Location identification items
● ● ●

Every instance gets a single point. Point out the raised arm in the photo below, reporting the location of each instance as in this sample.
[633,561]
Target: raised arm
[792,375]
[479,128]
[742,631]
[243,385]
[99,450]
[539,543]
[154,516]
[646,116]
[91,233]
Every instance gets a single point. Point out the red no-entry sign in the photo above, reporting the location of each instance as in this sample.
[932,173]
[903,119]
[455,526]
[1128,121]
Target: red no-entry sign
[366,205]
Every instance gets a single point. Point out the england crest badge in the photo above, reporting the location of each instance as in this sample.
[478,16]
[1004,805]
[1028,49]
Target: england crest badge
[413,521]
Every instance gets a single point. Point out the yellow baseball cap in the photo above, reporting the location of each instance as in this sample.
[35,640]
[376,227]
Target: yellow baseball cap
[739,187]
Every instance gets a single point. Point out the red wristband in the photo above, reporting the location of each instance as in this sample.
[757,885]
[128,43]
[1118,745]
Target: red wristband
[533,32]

● ● ●

_What is being asked_:
Retype all of the entries above word for word, without changing anything.

_Reply_:
Every instance gets a single point. Point out the raised arm in the photo below, reporting the location of each instance as in this sample.
[633,561]
Target: raised arm
[792,375]
[479,128]
[742,631]
[243,385]
[99,450]
[539,543]
[154,516]
[646,116]
[91,233]
Every instance gets a single point. Point out the red no-entry sign in the photo above, reporting the location of each instance as in this sample.
[932,173]
[903,119]
[455,526]
[1128,121]
Target: red no-entry sign
[366,205]
Every instance gets a single point. Point out the england crest badge in the photo above, reporting the location of each instance as in this sample.
[478,16]
[1004,805]
[1028,49]
Target: england crest badge
[413,521]
Every instance gets a single point. Point out the yellow baseball cap in the photo above, reporting the location of each instance as in this sample.
[35,640]
[376,227]
Target: yellow baseball cap
[739,187]
Every instance gets a single point. Point out the red wristband in the photo above, reporting the location of each instance as in this sample.
[757,885]
[128,43]
[1118,745]
Target: red wristband
[533,32]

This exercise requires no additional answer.